In the listing that follows, count the lines containing the word "fuselage", treating case as significant, and give the number alone.

- [SUPPLIED MATERIAL]:
┄┄┄┄┄┄

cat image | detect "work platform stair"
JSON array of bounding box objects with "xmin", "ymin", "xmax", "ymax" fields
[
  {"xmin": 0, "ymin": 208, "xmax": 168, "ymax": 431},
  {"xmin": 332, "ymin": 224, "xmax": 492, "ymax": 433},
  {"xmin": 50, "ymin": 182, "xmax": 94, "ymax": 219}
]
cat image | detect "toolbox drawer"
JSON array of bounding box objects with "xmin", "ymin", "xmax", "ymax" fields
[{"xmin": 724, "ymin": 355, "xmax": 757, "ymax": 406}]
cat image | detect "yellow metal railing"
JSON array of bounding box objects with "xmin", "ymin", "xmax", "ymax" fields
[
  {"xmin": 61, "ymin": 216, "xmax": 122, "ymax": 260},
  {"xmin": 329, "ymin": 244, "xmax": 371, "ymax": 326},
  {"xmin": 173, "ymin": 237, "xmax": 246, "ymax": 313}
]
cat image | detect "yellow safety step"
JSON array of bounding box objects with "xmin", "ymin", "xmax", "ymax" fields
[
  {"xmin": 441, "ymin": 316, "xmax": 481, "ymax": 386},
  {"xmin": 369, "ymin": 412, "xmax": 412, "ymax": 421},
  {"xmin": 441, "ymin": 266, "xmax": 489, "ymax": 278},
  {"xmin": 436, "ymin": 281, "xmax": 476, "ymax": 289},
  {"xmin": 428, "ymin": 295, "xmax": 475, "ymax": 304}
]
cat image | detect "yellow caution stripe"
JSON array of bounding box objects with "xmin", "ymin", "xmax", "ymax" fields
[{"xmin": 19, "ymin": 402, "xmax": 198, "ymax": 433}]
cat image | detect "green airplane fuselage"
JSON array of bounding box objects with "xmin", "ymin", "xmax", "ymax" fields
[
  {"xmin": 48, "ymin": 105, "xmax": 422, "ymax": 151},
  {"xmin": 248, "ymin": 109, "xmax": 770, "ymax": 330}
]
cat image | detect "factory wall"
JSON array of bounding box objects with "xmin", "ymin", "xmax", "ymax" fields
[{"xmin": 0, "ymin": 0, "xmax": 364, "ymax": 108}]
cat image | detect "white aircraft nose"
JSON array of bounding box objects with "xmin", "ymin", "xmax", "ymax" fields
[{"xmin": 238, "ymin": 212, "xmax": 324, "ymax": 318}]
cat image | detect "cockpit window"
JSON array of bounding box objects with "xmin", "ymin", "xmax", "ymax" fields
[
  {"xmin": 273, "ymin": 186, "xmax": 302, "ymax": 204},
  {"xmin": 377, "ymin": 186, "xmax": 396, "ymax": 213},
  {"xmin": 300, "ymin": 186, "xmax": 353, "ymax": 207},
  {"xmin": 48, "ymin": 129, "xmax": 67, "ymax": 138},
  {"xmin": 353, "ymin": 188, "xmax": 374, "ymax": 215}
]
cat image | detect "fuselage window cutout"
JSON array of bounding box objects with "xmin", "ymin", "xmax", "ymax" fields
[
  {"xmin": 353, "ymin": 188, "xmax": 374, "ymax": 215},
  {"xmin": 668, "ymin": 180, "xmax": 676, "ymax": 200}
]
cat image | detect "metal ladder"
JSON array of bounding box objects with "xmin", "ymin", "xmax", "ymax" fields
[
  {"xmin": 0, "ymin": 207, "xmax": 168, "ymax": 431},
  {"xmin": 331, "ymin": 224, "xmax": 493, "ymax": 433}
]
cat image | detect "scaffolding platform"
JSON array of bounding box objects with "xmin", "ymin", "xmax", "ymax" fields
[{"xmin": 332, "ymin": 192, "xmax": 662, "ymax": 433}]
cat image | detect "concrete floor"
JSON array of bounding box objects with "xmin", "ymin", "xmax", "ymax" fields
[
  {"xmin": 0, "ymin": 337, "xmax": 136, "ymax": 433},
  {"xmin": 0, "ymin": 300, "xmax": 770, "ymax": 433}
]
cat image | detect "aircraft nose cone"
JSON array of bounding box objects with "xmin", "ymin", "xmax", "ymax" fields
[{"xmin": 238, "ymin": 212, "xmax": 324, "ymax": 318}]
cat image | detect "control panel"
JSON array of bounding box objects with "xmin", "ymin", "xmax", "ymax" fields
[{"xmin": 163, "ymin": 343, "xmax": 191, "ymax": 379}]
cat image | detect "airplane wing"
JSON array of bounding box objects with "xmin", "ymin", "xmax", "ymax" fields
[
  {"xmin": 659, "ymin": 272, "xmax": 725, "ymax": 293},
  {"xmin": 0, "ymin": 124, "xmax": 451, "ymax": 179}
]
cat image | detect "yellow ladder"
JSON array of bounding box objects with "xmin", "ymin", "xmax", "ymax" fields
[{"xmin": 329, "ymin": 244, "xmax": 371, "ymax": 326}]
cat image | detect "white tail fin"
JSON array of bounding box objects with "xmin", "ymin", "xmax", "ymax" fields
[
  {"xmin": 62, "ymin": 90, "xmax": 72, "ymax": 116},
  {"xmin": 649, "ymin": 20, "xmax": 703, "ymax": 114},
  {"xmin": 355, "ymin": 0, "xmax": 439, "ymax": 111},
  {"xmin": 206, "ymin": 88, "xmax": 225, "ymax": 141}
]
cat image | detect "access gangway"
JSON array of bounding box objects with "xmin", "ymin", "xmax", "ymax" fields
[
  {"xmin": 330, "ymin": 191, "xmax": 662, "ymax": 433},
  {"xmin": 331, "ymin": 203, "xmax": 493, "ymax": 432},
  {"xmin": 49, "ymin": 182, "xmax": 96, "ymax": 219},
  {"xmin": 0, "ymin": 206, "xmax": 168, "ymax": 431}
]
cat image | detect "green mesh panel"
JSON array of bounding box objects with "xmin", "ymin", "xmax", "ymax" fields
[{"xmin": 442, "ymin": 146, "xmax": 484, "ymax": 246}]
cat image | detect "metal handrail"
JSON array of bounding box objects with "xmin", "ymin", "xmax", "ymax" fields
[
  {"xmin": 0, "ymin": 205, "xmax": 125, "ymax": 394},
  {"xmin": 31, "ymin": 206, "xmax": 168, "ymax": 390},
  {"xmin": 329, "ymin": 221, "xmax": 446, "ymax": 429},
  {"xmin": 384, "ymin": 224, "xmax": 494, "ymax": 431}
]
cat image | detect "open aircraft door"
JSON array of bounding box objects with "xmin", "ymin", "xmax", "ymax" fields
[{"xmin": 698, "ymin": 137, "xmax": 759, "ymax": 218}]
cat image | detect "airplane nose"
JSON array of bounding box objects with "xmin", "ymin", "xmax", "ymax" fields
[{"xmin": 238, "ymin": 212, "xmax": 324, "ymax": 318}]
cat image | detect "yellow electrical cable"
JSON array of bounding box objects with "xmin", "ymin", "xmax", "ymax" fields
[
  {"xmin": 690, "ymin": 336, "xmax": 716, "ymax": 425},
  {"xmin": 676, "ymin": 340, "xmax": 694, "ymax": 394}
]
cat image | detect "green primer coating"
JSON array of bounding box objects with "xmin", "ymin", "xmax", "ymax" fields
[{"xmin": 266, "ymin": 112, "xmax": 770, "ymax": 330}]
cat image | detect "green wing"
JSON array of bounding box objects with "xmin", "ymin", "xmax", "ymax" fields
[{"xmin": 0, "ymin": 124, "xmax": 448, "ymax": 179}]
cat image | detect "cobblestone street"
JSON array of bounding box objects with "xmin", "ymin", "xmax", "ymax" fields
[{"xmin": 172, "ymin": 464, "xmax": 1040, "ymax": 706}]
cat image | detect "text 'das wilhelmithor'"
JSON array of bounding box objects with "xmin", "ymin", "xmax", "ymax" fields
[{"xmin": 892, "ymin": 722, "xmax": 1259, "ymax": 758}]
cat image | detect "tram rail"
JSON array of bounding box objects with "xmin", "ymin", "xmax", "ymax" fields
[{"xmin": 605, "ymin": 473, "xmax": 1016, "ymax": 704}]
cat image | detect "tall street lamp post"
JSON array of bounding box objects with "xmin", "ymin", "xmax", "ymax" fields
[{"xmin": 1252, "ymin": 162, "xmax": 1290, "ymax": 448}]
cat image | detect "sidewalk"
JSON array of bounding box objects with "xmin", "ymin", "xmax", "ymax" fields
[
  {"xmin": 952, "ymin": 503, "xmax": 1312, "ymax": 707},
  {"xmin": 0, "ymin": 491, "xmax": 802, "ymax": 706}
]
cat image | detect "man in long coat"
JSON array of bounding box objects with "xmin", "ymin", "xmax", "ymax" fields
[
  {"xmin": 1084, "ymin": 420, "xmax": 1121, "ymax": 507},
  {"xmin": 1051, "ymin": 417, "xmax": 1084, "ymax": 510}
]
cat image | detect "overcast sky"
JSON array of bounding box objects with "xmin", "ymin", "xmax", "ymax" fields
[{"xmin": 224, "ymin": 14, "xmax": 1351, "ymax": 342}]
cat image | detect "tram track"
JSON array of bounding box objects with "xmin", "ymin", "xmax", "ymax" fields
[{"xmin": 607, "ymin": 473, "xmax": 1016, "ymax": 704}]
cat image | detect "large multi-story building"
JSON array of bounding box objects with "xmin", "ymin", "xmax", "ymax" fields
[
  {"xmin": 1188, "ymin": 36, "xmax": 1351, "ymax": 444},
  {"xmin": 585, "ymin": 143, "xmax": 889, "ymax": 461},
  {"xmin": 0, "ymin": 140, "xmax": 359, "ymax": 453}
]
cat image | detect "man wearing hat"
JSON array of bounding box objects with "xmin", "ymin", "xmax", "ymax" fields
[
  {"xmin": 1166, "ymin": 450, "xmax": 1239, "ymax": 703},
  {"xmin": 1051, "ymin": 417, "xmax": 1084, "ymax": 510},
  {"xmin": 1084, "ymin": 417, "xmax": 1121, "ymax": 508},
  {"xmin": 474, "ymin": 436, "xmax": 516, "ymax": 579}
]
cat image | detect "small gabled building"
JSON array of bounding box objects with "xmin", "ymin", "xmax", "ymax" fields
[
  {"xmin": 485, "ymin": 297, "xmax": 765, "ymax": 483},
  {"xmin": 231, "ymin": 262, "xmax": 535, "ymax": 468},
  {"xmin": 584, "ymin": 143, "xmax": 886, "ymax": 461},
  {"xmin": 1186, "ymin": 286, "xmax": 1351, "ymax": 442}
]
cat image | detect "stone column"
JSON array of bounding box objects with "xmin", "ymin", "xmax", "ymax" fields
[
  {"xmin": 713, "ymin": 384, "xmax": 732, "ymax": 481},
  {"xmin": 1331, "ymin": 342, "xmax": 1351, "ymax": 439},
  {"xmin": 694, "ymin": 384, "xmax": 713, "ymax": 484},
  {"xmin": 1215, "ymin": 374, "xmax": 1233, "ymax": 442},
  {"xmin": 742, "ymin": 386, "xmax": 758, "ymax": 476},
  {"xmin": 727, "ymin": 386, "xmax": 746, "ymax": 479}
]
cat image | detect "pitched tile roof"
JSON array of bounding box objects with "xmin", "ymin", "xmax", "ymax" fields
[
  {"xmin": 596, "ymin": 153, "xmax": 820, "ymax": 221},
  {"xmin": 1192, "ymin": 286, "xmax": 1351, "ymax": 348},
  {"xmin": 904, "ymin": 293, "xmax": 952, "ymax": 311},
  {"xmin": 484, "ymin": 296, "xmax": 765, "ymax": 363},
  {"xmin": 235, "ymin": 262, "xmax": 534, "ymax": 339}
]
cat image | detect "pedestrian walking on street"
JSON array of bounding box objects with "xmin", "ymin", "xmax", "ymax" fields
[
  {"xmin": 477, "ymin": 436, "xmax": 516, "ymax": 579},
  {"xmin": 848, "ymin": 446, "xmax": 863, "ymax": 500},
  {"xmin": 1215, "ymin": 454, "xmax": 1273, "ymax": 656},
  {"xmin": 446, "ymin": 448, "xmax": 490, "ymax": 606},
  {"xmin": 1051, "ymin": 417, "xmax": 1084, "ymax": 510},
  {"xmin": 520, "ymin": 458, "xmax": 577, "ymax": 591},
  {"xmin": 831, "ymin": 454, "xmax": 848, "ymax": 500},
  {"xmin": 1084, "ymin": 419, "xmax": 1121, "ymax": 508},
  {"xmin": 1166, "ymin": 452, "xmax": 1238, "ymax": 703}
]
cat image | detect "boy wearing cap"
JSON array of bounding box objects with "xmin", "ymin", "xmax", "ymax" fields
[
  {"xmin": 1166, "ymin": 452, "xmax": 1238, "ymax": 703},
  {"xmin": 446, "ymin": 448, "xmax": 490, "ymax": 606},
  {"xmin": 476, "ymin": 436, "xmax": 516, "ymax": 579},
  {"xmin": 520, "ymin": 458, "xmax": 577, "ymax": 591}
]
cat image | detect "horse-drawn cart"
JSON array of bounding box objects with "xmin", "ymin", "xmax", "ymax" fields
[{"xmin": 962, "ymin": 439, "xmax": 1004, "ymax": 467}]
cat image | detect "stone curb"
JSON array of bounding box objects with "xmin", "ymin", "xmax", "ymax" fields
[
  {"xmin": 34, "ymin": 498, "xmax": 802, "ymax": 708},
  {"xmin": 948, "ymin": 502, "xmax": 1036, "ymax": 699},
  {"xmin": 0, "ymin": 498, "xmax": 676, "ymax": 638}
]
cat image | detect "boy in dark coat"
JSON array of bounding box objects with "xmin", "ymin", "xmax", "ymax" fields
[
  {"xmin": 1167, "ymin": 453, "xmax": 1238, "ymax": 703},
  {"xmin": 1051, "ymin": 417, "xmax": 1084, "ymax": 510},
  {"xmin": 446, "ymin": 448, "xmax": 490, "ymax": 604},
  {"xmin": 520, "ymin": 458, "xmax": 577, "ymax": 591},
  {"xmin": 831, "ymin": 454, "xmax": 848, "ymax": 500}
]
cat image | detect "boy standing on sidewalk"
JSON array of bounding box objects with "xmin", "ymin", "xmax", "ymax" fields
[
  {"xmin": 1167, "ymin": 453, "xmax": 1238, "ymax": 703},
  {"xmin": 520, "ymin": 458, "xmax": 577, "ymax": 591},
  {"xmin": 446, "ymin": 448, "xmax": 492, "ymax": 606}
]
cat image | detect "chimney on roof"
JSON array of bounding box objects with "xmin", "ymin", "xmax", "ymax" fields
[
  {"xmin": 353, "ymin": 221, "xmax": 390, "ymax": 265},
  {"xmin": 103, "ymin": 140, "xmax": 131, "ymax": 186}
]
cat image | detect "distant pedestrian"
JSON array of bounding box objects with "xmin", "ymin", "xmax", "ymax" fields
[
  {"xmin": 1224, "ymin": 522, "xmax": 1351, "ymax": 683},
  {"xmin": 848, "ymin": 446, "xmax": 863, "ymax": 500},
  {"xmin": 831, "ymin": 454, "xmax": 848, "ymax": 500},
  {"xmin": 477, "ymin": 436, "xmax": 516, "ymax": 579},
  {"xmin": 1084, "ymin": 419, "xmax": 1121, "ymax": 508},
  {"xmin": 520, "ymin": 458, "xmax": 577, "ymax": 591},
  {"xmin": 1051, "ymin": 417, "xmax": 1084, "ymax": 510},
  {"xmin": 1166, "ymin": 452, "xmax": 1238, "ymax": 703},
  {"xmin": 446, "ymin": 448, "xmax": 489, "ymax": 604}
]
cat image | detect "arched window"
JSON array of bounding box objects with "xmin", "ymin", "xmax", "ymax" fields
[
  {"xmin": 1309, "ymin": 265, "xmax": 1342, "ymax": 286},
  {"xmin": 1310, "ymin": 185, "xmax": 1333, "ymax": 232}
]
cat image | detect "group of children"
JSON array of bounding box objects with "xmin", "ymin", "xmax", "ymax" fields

┄┄┄┄┄┄

- [EXERCISE OUTPUT]: 2